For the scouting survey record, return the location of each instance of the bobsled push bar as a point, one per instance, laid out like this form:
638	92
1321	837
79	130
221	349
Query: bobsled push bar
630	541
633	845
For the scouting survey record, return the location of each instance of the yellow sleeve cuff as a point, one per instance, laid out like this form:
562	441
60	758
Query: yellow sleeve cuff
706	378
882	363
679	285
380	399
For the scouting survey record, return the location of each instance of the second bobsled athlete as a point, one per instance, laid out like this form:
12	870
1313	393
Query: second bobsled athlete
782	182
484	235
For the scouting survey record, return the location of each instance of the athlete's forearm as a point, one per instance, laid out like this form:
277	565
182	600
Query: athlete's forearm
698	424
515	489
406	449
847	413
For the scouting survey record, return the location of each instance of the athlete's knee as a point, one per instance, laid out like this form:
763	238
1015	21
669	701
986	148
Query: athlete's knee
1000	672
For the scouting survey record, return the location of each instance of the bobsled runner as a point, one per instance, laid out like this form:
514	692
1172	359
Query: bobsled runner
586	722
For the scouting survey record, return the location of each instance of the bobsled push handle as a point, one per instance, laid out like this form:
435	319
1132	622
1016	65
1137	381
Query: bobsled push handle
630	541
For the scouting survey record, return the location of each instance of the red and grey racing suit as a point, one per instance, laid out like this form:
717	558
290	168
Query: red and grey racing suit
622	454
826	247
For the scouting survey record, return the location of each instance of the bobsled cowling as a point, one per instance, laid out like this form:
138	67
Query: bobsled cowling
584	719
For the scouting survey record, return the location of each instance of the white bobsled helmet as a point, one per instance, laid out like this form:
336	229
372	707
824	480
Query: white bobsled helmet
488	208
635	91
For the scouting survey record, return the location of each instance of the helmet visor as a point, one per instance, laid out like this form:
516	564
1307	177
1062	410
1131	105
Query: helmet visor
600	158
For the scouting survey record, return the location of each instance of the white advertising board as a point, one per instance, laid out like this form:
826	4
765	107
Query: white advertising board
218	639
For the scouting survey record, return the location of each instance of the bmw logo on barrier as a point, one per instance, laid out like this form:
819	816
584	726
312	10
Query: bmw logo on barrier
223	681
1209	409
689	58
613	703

§ DIRECTIONS
Express the lines of the listing above as a JSON list of strings, one string per line with blank lines left out, starting at the line that contains "the bobsled cowling" and running through the end of the listing, both ends included.

§ OUTPUT OF THE TASK
[
  "For the scouting survey record, return the location of each instance of the bobsled cowling as a point, one per instance, laid out like this form:",
  "138\t67",
  "Query: bobsled cowling",
  "584\t719",
  "For the scouting survey record, return the location of each instance of the white bobsled helmet as a point, one per instance, laid out like this form:",
  "336\t229",
  "372\t707",
  "824\t480",
  "Query: white bobsled helmet",
  "488\t208",
  "635\t91",
  "For the scouting survey record, return the location of each instance of the helmet visor as a point, one per instance, laid out like this form:",
  "516\t564",
  "1307\t177",
  "1062\t410",
  "1131\t105",
  "Query: helmet visor",
  "600\t158",
  "For the scouting survey record, return the location of each instance of the white advertising board as a point, one per instance, laid out like this form:",
  "826\t4",
  "765\t107",
  "Query: white advertising board",
  "218\t639",
  "For the scouting survey record, return the location of each instance of the bmw logo on barrier as a point, one per instance, laid out like this form:",
  "819\t816",
  "584\t726",
  "312\t10",
  "Query: bmw logo on barrier",
  "223\t681",
  "1209\t409",
  "689\t58",
  "613\t703"
]